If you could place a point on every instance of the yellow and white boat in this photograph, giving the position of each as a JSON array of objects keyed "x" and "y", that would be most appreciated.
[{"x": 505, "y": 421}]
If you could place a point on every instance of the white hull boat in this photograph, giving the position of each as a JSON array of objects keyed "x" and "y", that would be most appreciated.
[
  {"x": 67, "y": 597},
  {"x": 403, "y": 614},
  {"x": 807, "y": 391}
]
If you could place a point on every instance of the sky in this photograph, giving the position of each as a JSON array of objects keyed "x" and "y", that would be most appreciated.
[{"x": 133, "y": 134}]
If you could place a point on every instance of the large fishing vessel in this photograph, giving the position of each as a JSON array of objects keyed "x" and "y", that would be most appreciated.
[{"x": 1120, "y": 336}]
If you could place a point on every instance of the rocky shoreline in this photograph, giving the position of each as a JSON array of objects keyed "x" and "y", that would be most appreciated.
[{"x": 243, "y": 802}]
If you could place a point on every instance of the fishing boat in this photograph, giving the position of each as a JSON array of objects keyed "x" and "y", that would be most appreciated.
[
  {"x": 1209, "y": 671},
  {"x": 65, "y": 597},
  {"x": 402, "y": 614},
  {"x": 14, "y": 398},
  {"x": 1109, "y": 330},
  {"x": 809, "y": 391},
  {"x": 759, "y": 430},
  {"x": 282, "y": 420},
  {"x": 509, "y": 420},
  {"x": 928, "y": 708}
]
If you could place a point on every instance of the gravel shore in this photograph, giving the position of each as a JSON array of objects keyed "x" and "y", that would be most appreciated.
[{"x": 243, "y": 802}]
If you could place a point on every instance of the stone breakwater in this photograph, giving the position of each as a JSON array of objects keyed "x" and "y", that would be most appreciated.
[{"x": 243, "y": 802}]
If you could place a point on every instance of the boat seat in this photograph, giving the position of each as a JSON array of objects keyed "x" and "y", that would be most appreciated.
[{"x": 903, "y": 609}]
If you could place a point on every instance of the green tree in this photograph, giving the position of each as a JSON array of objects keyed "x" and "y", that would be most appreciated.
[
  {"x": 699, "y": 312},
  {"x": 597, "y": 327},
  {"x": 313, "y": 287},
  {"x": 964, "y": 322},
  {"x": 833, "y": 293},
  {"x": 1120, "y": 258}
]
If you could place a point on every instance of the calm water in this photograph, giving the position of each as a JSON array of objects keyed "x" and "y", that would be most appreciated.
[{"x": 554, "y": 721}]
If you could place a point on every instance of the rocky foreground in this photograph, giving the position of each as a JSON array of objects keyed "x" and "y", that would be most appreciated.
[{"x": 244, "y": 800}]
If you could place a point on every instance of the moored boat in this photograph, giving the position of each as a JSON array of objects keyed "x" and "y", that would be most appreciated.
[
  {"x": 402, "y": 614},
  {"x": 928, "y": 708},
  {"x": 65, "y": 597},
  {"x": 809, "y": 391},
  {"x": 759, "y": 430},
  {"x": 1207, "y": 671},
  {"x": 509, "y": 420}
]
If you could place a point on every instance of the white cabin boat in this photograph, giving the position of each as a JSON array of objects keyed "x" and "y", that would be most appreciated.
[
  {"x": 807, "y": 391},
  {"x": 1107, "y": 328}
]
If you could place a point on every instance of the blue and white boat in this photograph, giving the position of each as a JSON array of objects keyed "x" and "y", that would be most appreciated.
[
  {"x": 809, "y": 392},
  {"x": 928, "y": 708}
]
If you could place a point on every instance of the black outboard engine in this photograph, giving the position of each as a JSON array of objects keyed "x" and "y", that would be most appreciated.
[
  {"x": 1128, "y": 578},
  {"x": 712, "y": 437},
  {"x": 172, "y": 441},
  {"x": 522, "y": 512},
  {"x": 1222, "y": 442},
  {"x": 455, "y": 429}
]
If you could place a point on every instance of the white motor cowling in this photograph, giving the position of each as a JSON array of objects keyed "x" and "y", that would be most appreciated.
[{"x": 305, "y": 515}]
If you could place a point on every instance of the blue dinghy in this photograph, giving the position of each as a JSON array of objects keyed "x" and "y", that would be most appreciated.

● ● ● ● ●

> [Exercise brief]: Retype all the material exactly as shown.

> [Result of the exercise]:
If you could place a point on every instance of the yellow and white boat in this photograph, giving the position of each as a JSON array of objects keyed "x" and "y", that would be most appreciated.
[{"x": 505, "y": 421}]
If you could place a point on every instance of the white hull boat in this photograph, giving the position of each as a JSON array of objects keyed "x" and "y", that would be most appreciated.
[
  {"x": 67, "y": 597},
  {"x": 403, "y": 614},
  {"x": 807, "y": 391}
]
If you could place a point on every instance of the sky in this photograph, giving the position of each as a JSON array of objects keyed "x" and "y", that would be most appreciated.
[{"x": 133, "y": 134}]
If you could place a point on every instance of the large fishing vessel in this photograph, giving the position of each as a JSON array of objects keyed "x" and "y", that would be most appreciated.
[{"x": 1120, "y": 336}]
If you could place a point on every instance of the rocky shoreline in this photograph, giving the position of each as a JSON array of objects keyed "x" and "y", that would be most appreciated.
[{"x": 243, "y": 802}]
If you could place a point on every instance of the fishing boat in this photograph, giving the position of each as a JSON array of objects keyed "x" and "y", that would be most appreciated.
[
  {"x": 1209, "y": 671},
  {"x": 65, "y": 597},
  {"x": 402, "y": 614},
  {"x": 14, "y": 398},
  {"x": 1109, "y": 330},
  {"x": 809, "y": 391},
  {"x": 759, "y": 430},
  {"x": 282, "y": 420},
  {"x": 509, "y": 420},
  {"x": 928, "y": 708}
]
If you could place a point on every instance of the gravel shore in this photograph, giving the position of each as a JSON array of objects keyed "x" and "y", that would be most appreciated.
[{"x": 243, "y": 802}]
If you could place a point on every instance of the stone breakwater in this photograph, giving the position of each as a JSON array of objects keyed "x" and "y", that would be most appreciated.
[{"x": 243, "y": 802}]
If you could place a point on every instance of the boat seat in this photograph, giving the position of each as a JSON array of objects keyed "x" and "y", that would be most appreciated.
[{"x": 903, "y": 609}]
If you could place a point on every instance of the green tree in this photograph, giving the position of each as a JSON array of objects keyed "x" and "y", that would be most appreciated.
[
  {"x": 699, "y": 312},
  {"x": 597, "y": 327},
  {"x": 313, "y": 287},
  {"x": 964, "y": 322},
  {"x": 833, "y": 293},
  {"x": 1120, "y": 258}
]
If you could place a point on every instance of the calm water in this photograph, giving the position of each as a JSON array of objects keyed "x" and "y", that would be most appreciated.
[{"x": 554, "y": 721}]
If you could place a point on every instance of the rocky foreground in this photograph, giving the position of each as a JSON array of objects keyed "x" and "y", that would be most appreciated.
[{"x": 244, "y": 800}]
If you could place a point on every instance of the moored boat in this photograph, giving the position of each as a JSON array of objects keyed "x" and "y", that would be most appreciated.
[
  {"x": 402, "y": 614},
  {"x": 928, "y": 708},
  {"x": 65, "y": 597},
  {"x": 809, "y": 391},
  {"x": 759, "y": 430},
  {"x": 1207, "y": 671},
  {"x": 509, "y": 420}
]
If you could place a point on every instance of the white cabin boat in this photograph, giving the position of each as a JSON array of objects keyed "x" and "y", that would be most appreciated.
[
  {"x": 807, "y": 391},
  {"x": 1107, "y": 328}
]
If you could place a point on every instance of the blue and white boat in this photograph, giving the position of each as a JSON array of objects keyed "x" and "y", that would be most appreciated.
[
  {"x": 809, "y": 392},
  {"x": 928, "y": 708}
]
If you could place a point on every instance of the black outboard engine in this photograph, giving the position of each as a JSON array of objects keyed "x" and "y", that would be most appreciated.
[
  {"x": 1128, "y": 578},
  {"x": 712, "y": 437},
  {"x": 172, "y": 441},
  {"x": 522, "y": 512},
  {"x": 1222, "y": 442},
  {"x": 455, "y": 429}
]
If you could place a point on every instance of the white motor cowling in this photograph, giving the position of each as a JSON array of objects keyed "x" and "y", that would be most appreciated.
[{"x": 305, "y": 515}]
If you could place a point on every instance of the blue dinghy in this photograph, giving the position of each as a JSON array of objects keyed "x" and "y", that would be most appreciated.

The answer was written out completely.